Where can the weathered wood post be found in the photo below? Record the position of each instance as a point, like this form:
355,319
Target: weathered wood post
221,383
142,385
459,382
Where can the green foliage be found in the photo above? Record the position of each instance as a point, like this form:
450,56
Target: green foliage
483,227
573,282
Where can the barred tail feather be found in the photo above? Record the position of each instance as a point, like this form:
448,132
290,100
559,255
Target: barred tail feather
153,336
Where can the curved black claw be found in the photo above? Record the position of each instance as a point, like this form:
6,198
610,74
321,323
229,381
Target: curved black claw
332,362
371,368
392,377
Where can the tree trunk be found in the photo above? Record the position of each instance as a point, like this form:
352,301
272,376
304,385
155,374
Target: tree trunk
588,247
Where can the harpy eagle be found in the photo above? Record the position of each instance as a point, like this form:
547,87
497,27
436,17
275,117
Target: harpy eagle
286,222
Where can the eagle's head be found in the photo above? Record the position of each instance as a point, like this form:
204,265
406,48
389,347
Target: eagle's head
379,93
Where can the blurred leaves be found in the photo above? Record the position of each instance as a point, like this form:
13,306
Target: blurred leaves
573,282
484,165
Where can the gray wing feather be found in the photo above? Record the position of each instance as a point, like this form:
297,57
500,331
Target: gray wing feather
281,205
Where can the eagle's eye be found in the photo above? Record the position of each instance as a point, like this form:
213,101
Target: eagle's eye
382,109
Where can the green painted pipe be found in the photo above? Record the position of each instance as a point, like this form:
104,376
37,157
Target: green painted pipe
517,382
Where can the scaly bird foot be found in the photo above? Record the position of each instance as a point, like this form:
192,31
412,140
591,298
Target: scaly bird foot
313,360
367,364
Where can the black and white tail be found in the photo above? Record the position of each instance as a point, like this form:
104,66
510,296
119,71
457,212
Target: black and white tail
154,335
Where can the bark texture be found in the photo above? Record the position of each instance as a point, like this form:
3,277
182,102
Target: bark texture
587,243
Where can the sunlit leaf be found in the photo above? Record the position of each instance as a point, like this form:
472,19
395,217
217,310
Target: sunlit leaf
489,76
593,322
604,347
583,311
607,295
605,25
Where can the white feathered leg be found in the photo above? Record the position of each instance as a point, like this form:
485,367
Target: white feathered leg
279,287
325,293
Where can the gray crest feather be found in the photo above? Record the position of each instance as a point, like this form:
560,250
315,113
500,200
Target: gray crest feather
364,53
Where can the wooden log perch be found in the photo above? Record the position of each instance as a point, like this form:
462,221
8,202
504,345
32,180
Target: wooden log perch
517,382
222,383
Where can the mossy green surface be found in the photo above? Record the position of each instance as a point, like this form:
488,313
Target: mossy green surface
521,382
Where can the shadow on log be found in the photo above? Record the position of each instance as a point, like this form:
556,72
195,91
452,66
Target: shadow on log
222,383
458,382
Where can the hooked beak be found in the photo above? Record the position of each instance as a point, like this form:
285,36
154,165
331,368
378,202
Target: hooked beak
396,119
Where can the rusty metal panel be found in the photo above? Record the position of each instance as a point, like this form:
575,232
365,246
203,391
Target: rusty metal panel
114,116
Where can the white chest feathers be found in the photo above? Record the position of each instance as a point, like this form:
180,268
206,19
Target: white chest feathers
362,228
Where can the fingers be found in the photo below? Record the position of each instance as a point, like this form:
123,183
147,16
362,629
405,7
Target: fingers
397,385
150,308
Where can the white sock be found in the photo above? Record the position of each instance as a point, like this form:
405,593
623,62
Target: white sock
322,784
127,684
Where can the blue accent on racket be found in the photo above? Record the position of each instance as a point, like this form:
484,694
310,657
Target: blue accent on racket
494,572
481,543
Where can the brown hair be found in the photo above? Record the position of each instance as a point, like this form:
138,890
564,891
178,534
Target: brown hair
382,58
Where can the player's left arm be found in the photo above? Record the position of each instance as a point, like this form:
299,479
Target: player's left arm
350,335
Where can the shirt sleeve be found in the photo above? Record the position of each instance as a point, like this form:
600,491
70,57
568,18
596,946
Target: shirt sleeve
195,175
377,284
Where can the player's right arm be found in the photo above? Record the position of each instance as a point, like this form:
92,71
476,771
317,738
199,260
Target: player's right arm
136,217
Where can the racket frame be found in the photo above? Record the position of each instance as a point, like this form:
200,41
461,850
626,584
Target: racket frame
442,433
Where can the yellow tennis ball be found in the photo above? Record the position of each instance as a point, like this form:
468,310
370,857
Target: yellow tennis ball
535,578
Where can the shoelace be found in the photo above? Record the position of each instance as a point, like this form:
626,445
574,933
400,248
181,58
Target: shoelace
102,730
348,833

──────────

What you have to do: Each of the entries above should be written out again exactly.

Solution to the problem:
Where can the weathered wood post be found in the photo below? Record the position of each instance as a point, like this form:
355,319
Target: weathered wood post
221,383
142,385
459,382
Where can the green foliage be found in the photo above? Record the position of each instance as a point, like this form:
450,56
Target: green foliage
483,227
573,282
Where can the barred tail feather be found in the photo above? Record the position of each instance as a point, like this form:
448,132
290,100
559,255
Target: barred tail feather
153,336
Where can the curved black claw be found in the photo above? Record the position of each instance as a point, like this form:
6,198
610,74
321,323
229,381
Target: curved black claw
332,362
371,368
392,377
Where can the tree trunk be found in the photo above? Record the position of each instance as a point, like this form:
352,301
272,376
304,385
155,374
Target: tree trunk
588,247
Where can the harpy eagle be found in the photo above? Record the position of each instance as a point, like this form:
547,87
497,27
436,17
275,117
Target: harpy eagle
286,222
Where can the eagle's head be found in the photo above? Record the position of each instance as a point, like this form:
204,265
406,48
389,347
Target: eagle's head
379,93
Where can the blurred leaves be found in the photo above? Record the position of each instance as a point, like this form:
13,306
Target: blurred leaves
573,282
484,165
Where can the gray wing feather be found in the photo above? Record the position of each instance as a point, like this form:
297,57
500,331
Target: gray wing feather
281,205
Where can the eagle's eye be found in the photo above? Record the position of each instance as a point, like this form:
213,101
Target: eagle's eye
382,109
Where can the green painted pipe be found in the photo above? Record the position of each instance as a point, like this form:
104,376
37,157
Target: green painted pipe
517,382
Where can the scaly bird foot be found in the photo above? Record the position of each instance as a point, like this form:
192,31
412,140
591,298
Target: scaly bird foot
313,360
367,364
Where can the black and white tail be found in the photo above? Record the position of each instance as a point, like this form:
104,66
510,296
119,71
457,212
Target: black and white tail
154,335
Where can the bark texture be found in the photo above? Record the position of each instance as a point, like this form:
3,277
182,102
Target: bark texture
587,243
Where can the sunlit leaf be found in the photo above? Record the position of each instance as a point, like this form:
472,19
395,217
217,310
Target: sunlit leaf
489,76
593,322
604,347
583,311
607,295
605,25
Where can the white feathered leg be found in the photo above? Record the position of each instance as a point, like this form:
485,367
Target: white feathered leg
279,287
325,293
Where can the gray crest feather be found in the photo above? Record the position of each instance as a point, like this form:
560,250
315,113
500,200
Target: gray crest feather
364,53
Where can the wooden log perch be found in the photo above? Record the position of each instance as a point, like this form:
462,221
8,202
504,345
32,180
Target: wooden log perch
517,382
222,383
Where can the mossy green surface be found in the photo above? Record the position of each instance as a point, like this form:
488,313
Target: mossy green surface
521,382
Where can the shadow on log be found in the photo above? Record the position of each instance as a point, like this form:
556,72
195,91
452,66
Target: shadow on log
222,383
458,382
Where can the hooked beak be found in the photo above? Record the position of each instance as a point, like this form:
285,36
154,165
331,368
378,202
Target: hooked beak
396,119
Where can the rusty metal panel be found in the photo above? Record the position of each instance as a point, like this form:
575,232
365,246
203,391
Target: rusty metal panel
114,116
Where can the white chest feathers be found in the photo above? Record the position of each instance as a point, like this form:
180,268
206,19
Target: white chest feathers
362,228
Where can the fingers be found in the photo below? Record the position of each instance as a point, like this form:
123,183
147,16
362,629
405,7
Target: fingers
397,385
150,308
Where can the white sock be found in the photo above? Record the position of each instance as a point, like this form:
405,593
623,62
Target: white sock
322,784
127,684
Where can the blue accent on racket be found in the photo above? Record the position of each instance as a point, like this form:
484,694
310,657
Target: blue accent on racket
494,572
481,543
Where can the brown hair be found in the photo above? Record the position of each instance as a point, like this form:
138,890
564,891
178,534
Target: brown hair
382,58
Where can the player's left arm be found in the photo above? Record the position of each instance as a point, like this form:
299,479
Target: player's left arm
350,335
Where can the shirt sleeve be found in the photo above? Record the position of each instance as a point, like this form:
600,491
70,57
568,18
596,946
Target: shirt sleeve
195,175
377,284
Where can the player's right arm be found in the photo above? Record the position of each instance as a point, like this form:
92,71
476,771
317,738
199,260
Target: player's right arm
136,217
Where can the racket frame be found in the photo above? Record the position of each instance as a point, like this form:
200,41
461,850
626,584
Target: racket frame
442,433
Where can the yellow tennis ball be found in the photo above? Record the position of each instance as a point, like this form:
468,310
370,857
Target: yellow tennis ball
535,578
Where can the shoelace be found in the photo above? Record the position of each instance as a point, like this form:
626,445
574,933
400,248
181,58
Target: shoelace
102,730
348,833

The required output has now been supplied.